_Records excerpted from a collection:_
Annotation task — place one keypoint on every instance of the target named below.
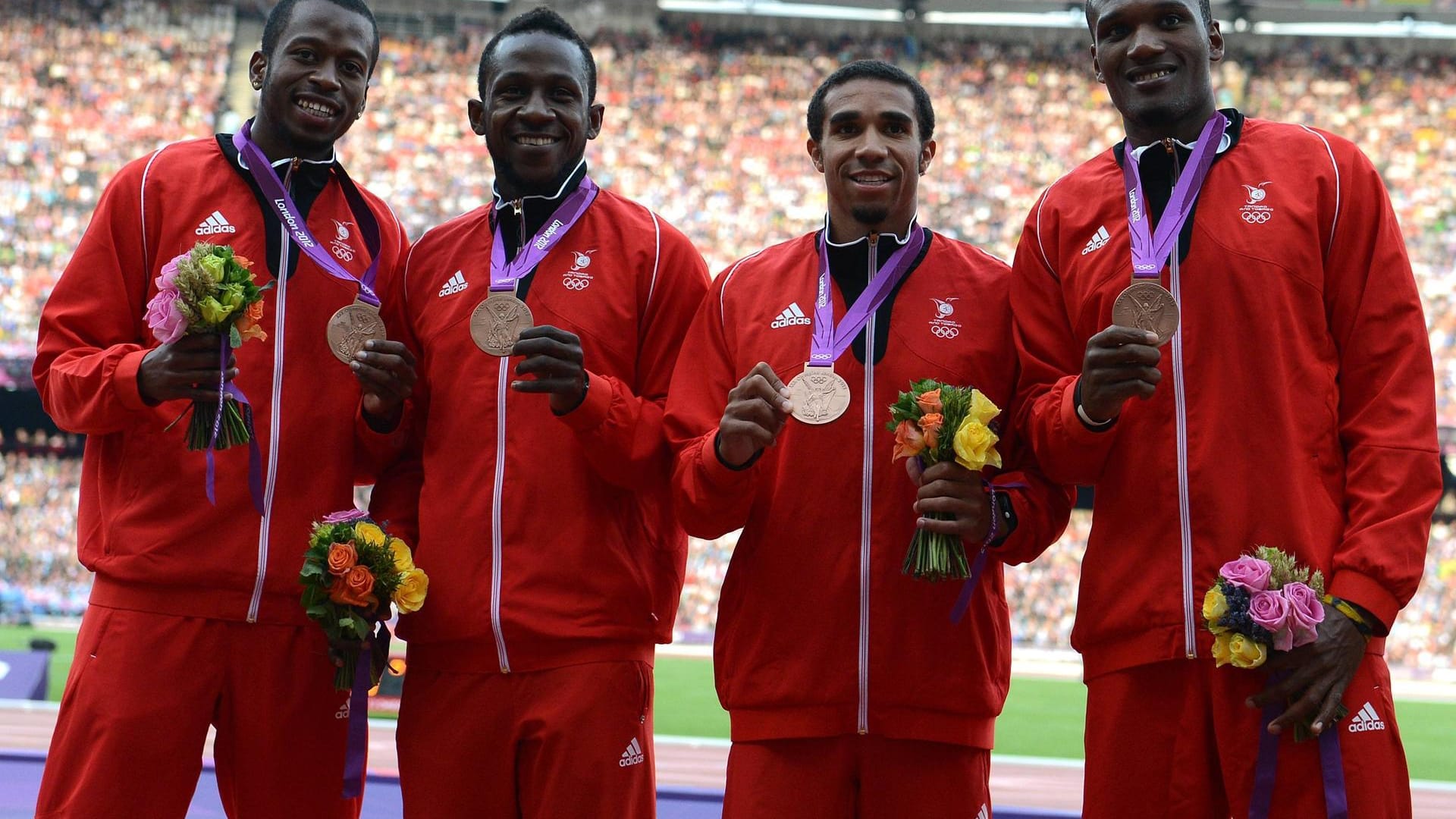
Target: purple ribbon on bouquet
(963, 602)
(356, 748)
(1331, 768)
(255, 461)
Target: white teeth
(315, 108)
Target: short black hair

_What is being asked:_ Rewrite every line of the records above as a numbered list, skipping blank lines and leaving out the pictures.

_Solution:_
1. Annotation task — place one keypoint on every instance of the target named below.
2. Target: purple ribbon on bouquet
3. (963, 602)
4. (356, 748)
5. (1331, 768)
6. (255, 461)
7. Target: white teeth
8. (315, 108)
9. Target: short black hair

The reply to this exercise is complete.